Data items:
Start

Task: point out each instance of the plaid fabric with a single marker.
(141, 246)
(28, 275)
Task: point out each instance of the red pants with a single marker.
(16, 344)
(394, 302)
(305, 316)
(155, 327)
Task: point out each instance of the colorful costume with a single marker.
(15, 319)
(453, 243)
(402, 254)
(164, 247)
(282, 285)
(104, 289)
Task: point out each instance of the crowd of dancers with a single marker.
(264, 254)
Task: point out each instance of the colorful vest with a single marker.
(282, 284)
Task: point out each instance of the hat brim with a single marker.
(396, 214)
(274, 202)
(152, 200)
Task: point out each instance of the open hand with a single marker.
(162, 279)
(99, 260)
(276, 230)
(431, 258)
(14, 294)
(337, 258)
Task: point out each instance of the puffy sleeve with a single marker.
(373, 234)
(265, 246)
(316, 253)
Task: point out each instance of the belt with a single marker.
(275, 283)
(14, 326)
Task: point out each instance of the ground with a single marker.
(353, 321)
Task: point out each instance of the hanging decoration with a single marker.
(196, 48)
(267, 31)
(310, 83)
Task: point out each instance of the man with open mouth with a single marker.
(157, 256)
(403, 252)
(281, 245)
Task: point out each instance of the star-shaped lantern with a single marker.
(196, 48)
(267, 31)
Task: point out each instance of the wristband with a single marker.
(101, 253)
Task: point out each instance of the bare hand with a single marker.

End

Exercise: Rewrite all of the records above as a numbered list, one line per entry, and leave out any blank lines.

Expected output:
1. Task: point out each instance of the plaid fabric with a single marker.
2. (141, 246)
3. (28, 275)
4. Task: point out each instance of the red pants with a single marker.
5. (16, 344)
6. (394, 302)
7. (305, 316)
8. (155, 327)
9. Task: point out each instance of the colorful costume with a single marker.
10. (15, 319)
11. (453, 243)
12. (402, 254)
13. (164, 247)
14. (282, 285)
15. (104, 289)
16. Task: point out each instance of the crowd of dancers with a single marker.
17. (264, 254)
18. Task: point out each instance of the colorful vest with a single marker.
19. (282, 284)
20. Task: point out each instance of the hat brim with a single marker.
21. (396, 214)
22. (274, 202)
23. (152, 200)
24. Task: point out each instance of the open hand with a single marker.
25. (162, 279)
26. (99, 260)
27. (276, 230)
28. (431, 258)
29. (14, 294)
30. (337, 258)
31. Task: point out each instance of the puffy sleeve with a single marker.
32. (373, 234)
33. (265, 246)
34. (316, 253)
35. Task: point out each instance of the belt with a single marker.
36. (275, 283)
37. (14, 326)
38. Task: point out each instance of the ground with a single marker.
39. (353, 321)
40. Task: point out each instance of the hanging decoration with a single marker.
41. (196, 48)
42. (267, 31)
43. (310, 83)
44. Task: point out each instance of the man with open mouth with a single marker.
45. (157, 256)
46. (403, 252)
47. (281, 245)
48. Task: point out each instance of the star-shaped lantern with a single marker.
49. (196, 48)
50. (267, 31)
51. Task: point out each instance of the wristband with a single marker.
52. (101, 253)
53. Task: point out each instance of the bare hand with a single marker.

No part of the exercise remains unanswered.